◆ What to work on:
All of the listing below must be repeated word for word. Pictures are the only thing to omit.

◆ Records to process:

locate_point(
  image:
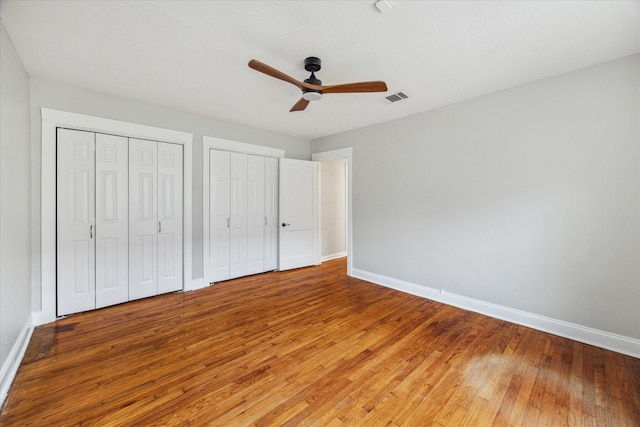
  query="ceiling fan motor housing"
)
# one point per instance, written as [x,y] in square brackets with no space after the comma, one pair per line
[312,64]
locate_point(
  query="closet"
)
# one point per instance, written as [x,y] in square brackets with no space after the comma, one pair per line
[243,214]
[118,219]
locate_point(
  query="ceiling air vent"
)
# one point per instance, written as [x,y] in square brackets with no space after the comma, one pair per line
[398,96]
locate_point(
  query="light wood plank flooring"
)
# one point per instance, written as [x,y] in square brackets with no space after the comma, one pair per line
[312,347]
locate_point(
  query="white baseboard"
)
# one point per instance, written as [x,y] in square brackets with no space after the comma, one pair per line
[37,318]
[585,334]
[333,256]
[196,284]
[10,366]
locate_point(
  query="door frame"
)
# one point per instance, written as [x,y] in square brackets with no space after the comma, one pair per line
[53,119]
[212,143]
[343,153]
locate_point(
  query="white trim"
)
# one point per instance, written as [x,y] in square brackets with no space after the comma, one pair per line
[344,153]
[37,318]
[198,284]
[333,256]
[52,119]
[12,363]
[584,334]
[211,143]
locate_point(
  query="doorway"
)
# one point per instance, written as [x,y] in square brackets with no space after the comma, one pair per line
[336,204]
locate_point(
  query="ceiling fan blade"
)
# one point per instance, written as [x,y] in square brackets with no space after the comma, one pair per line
[270,71]
[300,105]
[375,86]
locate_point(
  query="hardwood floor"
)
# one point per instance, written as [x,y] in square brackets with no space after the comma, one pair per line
[312,347]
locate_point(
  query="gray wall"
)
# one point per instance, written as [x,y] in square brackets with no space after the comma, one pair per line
[73,99]
[333,224]
[526,198]
[15,208]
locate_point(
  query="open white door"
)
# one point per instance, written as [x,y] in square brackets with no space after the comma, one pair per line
[299,214]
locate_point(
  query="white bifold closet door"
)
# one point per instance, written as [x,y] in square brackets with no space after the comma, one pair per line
[155,218]
[75,215]
[219,214]
[238,216]
[256,220]
[243,215]
[271,228]
[112,231]
[91,218]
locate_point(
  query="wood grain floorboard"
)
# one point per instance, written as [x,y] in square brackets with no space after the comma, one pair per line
[312,347]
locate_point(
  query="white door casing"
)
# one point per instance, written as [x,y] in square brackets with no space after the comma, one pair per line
[169,217]
[112,231]
[299,214]
[238,216]
[210,144]
[52,120]
[218,260]
[75,215]
[256,219]
[344,153]
[143,219]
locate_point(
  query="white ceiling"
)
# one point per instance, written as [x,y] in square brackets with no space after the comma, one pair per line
[192,55]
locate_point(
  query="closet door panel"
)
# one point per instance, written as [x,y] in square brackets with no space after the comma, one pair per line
[238,216]
[219,215]
[143,219]
[256,219]
[75,214]
[112,233]
[271,228]
[169,217]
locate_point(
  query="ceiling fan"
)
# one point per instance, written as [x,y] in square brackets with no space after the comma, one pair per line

◆ Response below:
locate_point(
  image:
  query="ceiling fan motor housing"
)
# one point per instance, written as [x,y] in square brackets with no space after the comma, one pair per line
[312,64]
locate_point(
  query="closet"
)
# one point per instance, written as [x,y] in square brackets with no space after the comma, one pair per line
[243,214]
[118,219]
locate_point(
  query="ceiling air vent"
)
# one point per instance, written as [x,y] in square brackets with no space after the comma, one pair per line
[398,96]
locate_point(
  query="light wood plank flooring"
)
# one point per instance, written as [x,y] in square brackets with no space after the comma, one pair per line
[312,347]
locate_point(
  query="white baseboard"
)
# one point per instance, written as [x,y] in square brackets with no space after the comma, one pair per line
[37,318]
[585,334]
[333,256]
[196,284]
[10,366]
locate_point(
  query="door frame"
)
# one point per instance, written as [x,y] in square brackets with no space after the comma, one pair per line
[53,119]
[212,143]
[343,153]
locate_point(
  query="white trim"
)
# one point per instance, written as [x,y] in square brackets with no space after the comma, one pair per line
[344,153]
[37,318]
[198,284]
[333,256]
[52,119]
[12,363]
[584,334]
[211,143]
locate_point(
  query="doorway"
)
# one point per instance, written as [x,y] in square brackets with no space after the comma, one pair per line
[336,204]
locate_point(
  query="ceiling fan blade"
)
# one point per instance, written as [x,y] in square brackets with no space after the comma, one pair per line
[270,71]
[300,105]
[375,86]
locate_point(
  query="hardwood floor"
)
# one point per instance, written as [x,y] in square brackets with no space after the comma, one pair per line
[312,347]
locate_point(
  query="gray wall"
)
# one point per instance, written as [x,y] in square brackets with no space after the comma, one pair per line
[73,99]
[333,224]
[526,198]
[15,208]
locate_point(
  query="open white door"
)
# one point per instance, written as [x,y] in square brackets with no space after the comma, one pair per line
[299,214]
locate_point(
  query="white bifold closet door"
)
# one point per instance, written as [x,y] in square brackets with no space after the comma, one pair per line
[155,218]
[75,215]
[219,214]
[238,216]
[256,220]
[243,215]
[271,228]
[112,231]
[91,218]
locate_point(
  query="wood grain floorboard"
)
# one point per instance, written as [x,y] in square brackets with no space after the comma, one pair per line
[312,347]
locate_point(
  query="white door casing"
)
# one point per instance, written as [x,y] in square brackets with no space after the comma, one pair per line
[169,217]
[112,231]
[299,214]
[238,216]
[210,144]
[52,120]
[218,260]
[75,215]
[256,219]
[344,153]
[143,219]
locate_point(
  query="white ceiling"
)
# one point per instance, written as [x,y] in square brackets with no space after the comma, one pair per line
[192,55]
locate_point(
  query="closet door panel"
)
# one point per instance, written as [x,y] in square brackets with no space after the comma, one pair per line
[238,216]
[219,215]
[143,219]
[256,219]
[75,214]
[112,233]
[271,228]
[169,217]
locate_point(
  query="ceiling fan"
)
# one point per instance, written as [x,y] in square brackets with no space after the comma, one pair per line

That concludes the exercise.